=== WHAT THIS TASK INVOLVES ===
From the listing that follows, extract every line and set it down unaltered.

=== MATERIAL FOR THIS EXERCISE ===
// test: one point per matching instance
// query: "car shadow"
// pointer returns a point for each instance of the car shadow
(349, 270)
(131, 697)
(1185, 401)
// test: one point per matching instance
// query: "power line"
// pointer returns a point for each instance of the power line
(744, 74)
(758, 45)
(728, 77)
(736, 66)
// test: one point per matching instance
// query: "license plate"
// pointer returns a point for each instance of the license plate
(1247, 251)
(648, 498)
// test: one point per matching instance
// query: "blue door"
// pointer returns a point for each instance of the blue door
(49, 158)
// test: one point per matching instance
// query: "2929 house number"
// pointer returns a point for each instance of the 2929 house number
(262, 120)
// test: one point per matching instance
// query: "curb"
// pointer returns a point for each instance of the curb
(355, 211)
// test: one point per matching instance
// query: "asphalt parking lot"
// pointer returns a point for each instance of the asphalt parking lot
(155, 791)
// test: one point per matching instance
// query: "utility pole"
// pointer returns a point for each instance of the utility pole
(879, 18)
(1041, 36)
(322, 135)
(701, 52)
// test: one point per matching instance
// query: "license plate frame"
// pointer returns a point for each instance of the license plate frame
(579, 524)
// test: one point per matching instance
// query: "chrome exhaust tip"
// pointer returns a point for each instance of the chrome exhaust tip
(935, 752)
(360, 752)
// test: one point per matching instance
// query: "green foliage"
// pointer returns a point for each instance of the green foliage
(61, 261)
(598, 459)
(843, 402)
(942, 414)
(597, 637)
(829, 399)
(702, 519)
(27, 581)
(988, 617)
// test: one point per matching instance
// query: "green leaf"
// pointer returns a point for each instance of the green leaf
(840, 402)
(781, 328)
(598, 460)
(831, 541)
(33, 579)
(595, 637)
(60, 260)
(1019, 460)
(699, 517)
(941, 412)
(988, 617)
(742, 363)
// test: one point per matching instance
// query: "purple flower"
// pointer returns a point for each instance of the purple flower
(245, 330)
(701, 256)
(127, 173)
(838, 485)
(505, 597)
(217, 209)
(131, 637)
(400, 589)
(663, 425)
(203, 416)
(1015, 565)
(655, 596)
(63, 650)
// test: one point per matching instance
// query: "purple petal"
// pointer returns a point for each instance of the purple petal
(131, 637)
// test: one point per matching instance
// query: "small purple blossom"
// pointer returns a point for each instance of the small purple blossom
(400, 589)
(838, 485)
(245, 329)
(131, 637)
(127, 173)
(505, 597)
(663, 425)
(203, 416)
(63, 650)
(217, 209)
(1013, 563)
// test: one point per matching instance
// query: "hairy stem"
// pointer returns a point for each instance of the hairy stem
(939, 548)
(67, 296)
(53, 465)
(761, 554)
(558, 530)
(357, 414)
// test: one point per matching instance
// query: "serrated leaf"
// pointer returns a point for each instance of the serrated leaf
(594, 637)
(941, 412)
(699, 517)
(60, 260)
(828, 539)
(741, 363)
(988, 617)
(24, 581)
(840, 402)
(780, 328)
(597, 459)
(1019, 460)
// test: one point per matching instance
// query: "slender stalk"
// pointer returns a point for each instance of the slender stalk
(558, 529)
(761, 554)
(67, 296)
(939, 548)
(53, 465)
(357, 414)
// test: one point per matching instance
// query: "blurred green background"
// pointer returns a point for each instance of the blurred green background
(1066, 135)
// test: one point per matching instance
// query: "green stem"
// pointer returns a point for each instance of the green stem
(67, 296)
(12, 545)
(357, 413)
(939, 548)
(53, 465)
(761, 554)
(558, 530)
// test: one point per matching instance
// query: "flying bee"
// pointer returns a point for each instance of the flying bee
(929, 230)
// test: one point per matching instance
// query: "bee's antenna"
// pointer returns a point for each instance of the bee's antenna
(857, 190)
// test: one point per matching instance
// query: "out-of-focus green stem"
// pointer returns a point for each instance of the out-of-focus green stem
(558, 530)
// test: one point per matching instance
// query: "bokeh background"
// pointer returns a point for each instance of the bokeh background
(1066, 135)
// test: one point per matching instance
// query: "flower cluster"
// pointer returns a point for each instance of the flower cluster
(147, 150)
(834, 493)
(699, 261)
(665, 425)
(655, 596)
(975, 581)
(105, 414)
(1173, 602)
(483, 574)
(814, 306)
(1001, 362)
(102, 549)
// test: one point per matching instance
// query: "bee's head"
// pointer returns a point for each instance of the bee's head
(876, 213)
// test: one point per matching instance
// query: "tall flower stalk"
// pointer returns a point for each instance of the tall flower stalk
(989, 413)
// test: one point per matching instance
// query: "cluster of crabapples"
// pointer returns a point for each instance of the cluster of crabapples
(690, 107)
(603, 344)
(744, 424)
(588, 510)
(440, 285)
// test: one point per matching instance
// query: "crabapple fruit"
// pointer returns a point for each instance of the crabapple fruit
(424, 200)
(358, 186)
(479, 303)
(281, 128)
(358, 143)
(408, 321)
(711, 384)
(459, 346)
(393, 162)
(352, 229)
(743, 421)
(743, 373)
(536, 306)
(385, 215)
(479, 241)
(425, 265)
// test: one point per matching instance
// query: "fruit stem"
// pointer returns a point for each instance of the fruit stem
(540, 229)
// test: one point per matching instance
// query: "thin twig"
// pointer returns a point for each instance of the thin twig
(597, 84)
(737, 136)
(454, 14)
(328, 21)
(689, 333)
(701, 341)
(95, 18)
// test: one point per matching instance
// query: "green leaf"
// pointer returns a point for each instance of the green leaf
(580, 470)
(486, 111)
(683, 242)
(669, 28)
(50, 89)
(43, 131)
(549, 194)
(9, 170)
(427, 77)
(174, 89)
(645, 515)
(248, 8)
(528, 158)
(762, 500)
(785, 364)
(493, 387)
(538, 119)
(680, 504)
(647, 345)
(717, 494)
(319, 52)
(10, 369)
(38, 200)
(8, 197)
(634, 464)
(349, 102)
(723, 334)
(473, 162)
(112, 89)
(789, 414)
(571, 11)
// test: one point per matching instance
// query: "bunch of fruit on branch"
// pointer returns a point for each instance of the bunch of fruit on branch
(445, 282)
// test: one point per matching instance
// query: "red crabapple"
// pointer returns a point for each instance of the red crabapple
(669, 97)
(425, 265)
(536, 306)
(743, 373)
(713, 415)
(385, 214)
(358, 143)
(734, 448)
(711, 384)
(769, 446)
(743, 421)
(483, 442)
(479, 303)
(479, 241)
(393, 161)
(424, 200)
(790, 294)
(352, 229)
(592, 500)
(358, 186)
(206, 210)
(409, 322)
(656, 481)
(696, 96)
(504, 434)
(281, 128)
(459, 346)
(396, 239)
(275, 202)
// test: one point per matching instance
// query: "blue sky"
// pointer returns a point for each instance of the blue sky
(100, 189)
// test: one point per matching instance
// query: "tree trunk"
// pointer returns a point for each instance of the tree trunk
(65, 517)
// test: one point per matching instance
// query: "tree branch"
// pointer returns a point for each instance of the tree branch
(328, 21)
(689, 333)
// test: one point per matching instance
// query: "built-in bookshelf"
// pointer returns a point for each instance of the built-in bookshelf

=== RESPONSE ===
// test: one point per matching instance
// query: "car shadow"
// pointer returns a point for each instance of the car shadow
(349, 270)
(131, 697)
(1185, 401)
// test: one point per matching instance
// query: "power line"
// pointer returns a point for each instance of the power line
(744, 74)
(758, 45)
(728, 77)
(736, 66)
// test: one point per matching instance
// query: "license plate"
// pointer returns a point for each instance of the license plate
(1247, 251)
(648, 498)
// test: one point per matching instance
// query: "blue door"
// pointer returns a point for each instance of the blue door
(49, 158)
// test: one point per matching instance
// query: "2929 house number"
// pointer returns a point for each instance of the 2929 house number
(262, 120)
// test: one point per matching instance
// query: "curb"
// pointer returns a point for each instance of the curb
(355, 211)
// test: one point per matching instance
// query: "asphalt parking lot"
// pointer returns a point for each instance of the asphalt parking lot
(155, 791)
// test: one point per matching instance
// query: "utility pole"
// pointer returns a point for each instance of the utility pole
(879, 18)
(1041, 36)
(322, 135)
(701, 52)
// test: one point per matching instance
// query: "license plate frame"
// pointer returns a point for each instance of the license plate frame
(579, 524)
// test: one point per matching instance
// query: "chrome exhaust tip"
// pointer returns a point for each instance of the chrome exhaust tip
(935, 752)
(360, 752)
// test: one point per matching instance
// query: "green foliage"
// pointer returns a point for each instance of the green foliage
(61, 261)
(598, 459)
(843, 402)
(942, 414)
(597, 637)
(829, 399)
(702, 519)
(27, 581)
(988, 617)
// test: one point per matching instance
// query: "green leaf"
// pointer returns a point for each instance of the green leaf
(840, 402)
(781, 328)
(598, 460)
(831, 541)
(33, 579)
(595, 637)
(60, 260)
(1019, 460)
(699, 517)
(941, 412)
(988, 617)
(742, 363)
// test: one point per matching instance
// query: "purple flower"
// pointer returns a point for each instance of the purple flower
(245, 330)
(701, 256)
(127, 173)
(838, 485)
(505, 597)
(217, 209)
(131, 637)
(400, 589)
(663, 425)
(203, 416)
(1015, 565)
(655, 596)
(63, 650)
// test: one point per matching instance
// query: "purple petal"
// pointer returns a point for each instance of the purple petal
(131, 637)
// test: one point per matching instance
// query: "small purple blossom"
// pointer returns a point for each instance of the small purple blossom
(400, 589)
(838, 485)
(245, 329)
(131, 637)
(127, 173)
(505, 597)
(663, 425)
(203, 416)
(63, 650)
(217, 209)
(1013, 563)
// test: one point per matching instance
// query: "hairy stem"
// pointer returns a point for each instance of the hairy stem
(939, 548)
(67, 296)
(53, 465)
(761, 554)
(558, 530)
(357, 414)
// test: one point per matching instance
// query: "serrated leaf"
// pointer returns a point for each instance of the serrated leaf
(594, 637)
(941, 412)
(699, 517)
(60, 260)
(828, 539)
(741, 363)
(988, 617)
(24, 581)
(840, 402)
(780, 328)
(597, 459)
(1019, 460)
// test: one point per matching instance
// query: "slender stalk"
// pointer returns a point for each instance of the slender stalk
(558, 529)
(761, 554)
(67, 296)
(939, 548)
(53, 465)
(357, 414)
// test: one point per matching instance
// query: "blurred green background"
// pointer returns a point for each instance of the blurred green background
(1066, 135)
// test: one point per matching instance
// query: "green stem"
// pointer returns a point for each instance of the green stem
(67, 296)
(12, 545)
(357, 413)
(939, 548)
(53, 465)
(761, 554)
(558, 530)
// test: one point per matching instance
// query: "flying bee"
// pointer returns a point for each instance of the flying bee
(929, 230)
// test: one point per matching instance
// query: "bee's antenna"
// pointer returns a point for each instance of the bee's antenna
(857, 190)
// test: one point per matching instance
// query: "out-of-focus green stem"
// pointer returns a point for each instance of the out-of-focus green stem
(558, 530)
// test: one point per matching instance
// query: "bokeh background"
// pointer returns a point for each instance of the bokeh background
(1066, 135)
// test: one point per matching instance
// query: "flower cluster"
// pointer returns a point for each instance of the flower cluster
(147, 150)
(834, 493)
(699, 261)
(665, 425)
(655, 596)
(975, 581)
(105, 414)
(1173, 602)
(483, 574)
(814, 306)
(1001, 362)
(102, 549)
// test: one point per matching instance
// query: "bee's head"
// pointer returns a point for each instance of the bee's head
(876, 213)
// test: one point per matching instance
// query: "tall flower stalk"
// pointer returns a point for each instance of the tall flower stalk
(989, 413)
// test: one point per matching instance
// query: "cluster of crabapples"
// pointer returns a point for each instance of the cluster of crabapples
(690, 107)
(603, 344)
(744, 424)
(588, 510)
(440, 285)
// test: one point per matching instance
// query: "crabapple fruit"
// pointer returns a point for each instance of the crabapple fruit
(424, 200)
(358, 186)
(479, 303)
(281, 128)
(358, 143)
(408, 321)
(711, 384)
(459, 346)
(393, 162)
(352, 229)
(743, 421)
(743, 373)
(536, 306)
(385, 215)
(479, 241)
(425, 265)
// test: one point per matching instance
// query: "fruit stem"
// pointer returns a point for each instance of the fruit stem
(540, 229)
// test: one point per matching instance
// query: "thin twig"
// pointer returns a point for each instance of the thin twig
(597, 84)
(737, 136)
(454, 14)
(328, 21)
(689, 333)
(701, 341)
(95, 18)
// test: one point per matching instance
// query: "green leaf"
// pointer returns a point for each instance of the green leaf
(580, 470)
(486, 111)
(683, 242)
(669, 28)
(50, 89)
(43, 131)
(549, 194)
(9, 170)
(427, 77)
(174, 89)
(645, 515)
(248, 8)
(528, 158)
(762, 500)
(785, 364)
(493, 387)
(538, 119)
(680, 504)
(647, 345)
(717, 494)
(319, 52)
(10, 369)
(38, 200)
(8, 197)
(634, 464)
(349, 102)
(723, 334)
(473, 162)
(112, 89)
(789, 414)
(571, 11)
// test: one point per matching instance
// query: "bunch of fruit on branch"
// pointer returns a point for each instance of the bunch of fruit on branch
(445, 282)
// test: one point per matching instance
// query: "red crabapple"
// pointer returns a point for each instance of the red crabapple
(669, 97)
(425, 265)
(536, 306)
(743, 373)
(713, 415)
(385, 214)
(358, 143)
(734, 448)
(711, 384)
(769, 446)
(743, 421)
(483, 442)
(479, 303)
(479, 241)
(393, 161)
(424, 200)
(790, 294)
(352, 229)
(592, 500)
(358, 186)
(206, 210)
(409, 322)
(656, 481)
(696, 96)
(504, 434)
(281, 128)
(459, 346)
(396, 239)
(275, 202)
// test: one point per matching instance
// query: "blue sky"
// pointer returns a point for each instance of the blue sky
(100, 189)
// test: one point per matching instance
// query: "tree trunk"
// pointer returns a point for each instance of the tree trunk
(65, 517)
// test: one point per matching instance
// query: "tree branch"
// pointer returns a point for each instance of the tree branch
(328, 21)
(689, 333)
// test: one point per matching instance
// query: "built-in bookshelf"
// pointer returns a point for each instance of the built-in bookshelf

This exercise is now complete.